═══ MATERIAL SUPPLIED
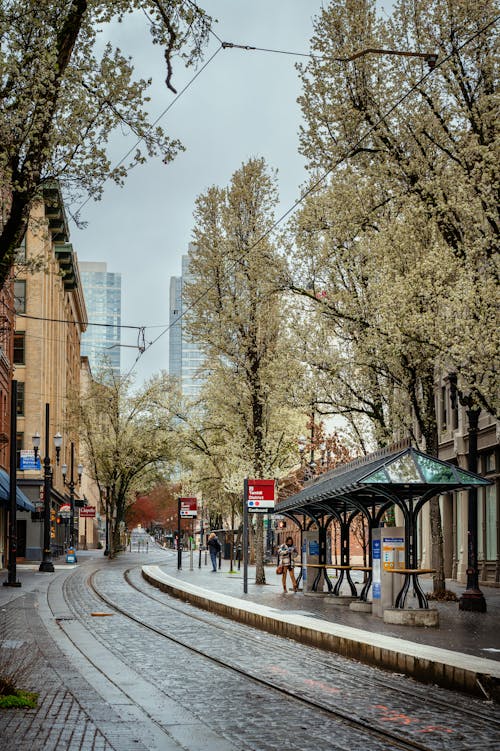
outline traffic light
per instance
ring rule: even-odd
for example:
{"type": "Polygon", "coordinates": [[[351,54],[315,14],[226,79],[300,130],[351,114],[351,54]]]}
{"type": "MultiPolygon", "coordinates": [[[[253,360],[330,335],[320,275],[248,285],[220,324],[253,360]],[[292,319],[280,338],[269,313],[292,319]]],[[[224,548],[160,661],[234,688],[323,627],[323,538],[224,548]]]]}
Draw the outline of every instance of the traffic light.
{"type": "Polygon", "coordinates": [[[280,520],[280,521],[278,522],[278,529],[285,529],[285,527],[286,527],[286,522],[285,522],[285,521],[283,521],[283,519],[281,519],[281,520],[280,520]]]}
{"type": "Polygon", "coordinates": [[[55,508],[50,509],[50,521],[54,522],[56,520],[56,510],[55,508]]]}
══════
● DESCRIPTION OF THE TASK:
A faithful copy of the entries above is needed, one that contains no images.

● TASK SOLUTION:
outline traffic light
per instance
ring rule: even-odd
for example:
{"type": "Polygon", "coordinates": [[[351,54],[315,14],[226,79],[300,130],[351,114],[351,54]]]}
{"type": "MultiPolygon", "coordinates": [[[[253,360],[330,335],[320,275],[248,285],[220,324],[253,360]],[[292,319],[280,338],[269,313],[292,319]]],[[[224,548],[160,661],[234,688],[323,627],[323,538],[224,548]]]]}
Draw the outline of every instance of the traffic light.
{"type": "Polygon", "coordinates": [[[280,520],[280,521],[278,522],[278,529],[285,529],[285,527],[286,527],[286,522],[285,522],[285,521],[283,521],[283,519],[281,519],[281,520],[280,520]]]}
{"type": "Polygon", "coordinates": [[[55,508],[50,509],[50,521],[54,522],[56,520],[56,510],[55,508]]]}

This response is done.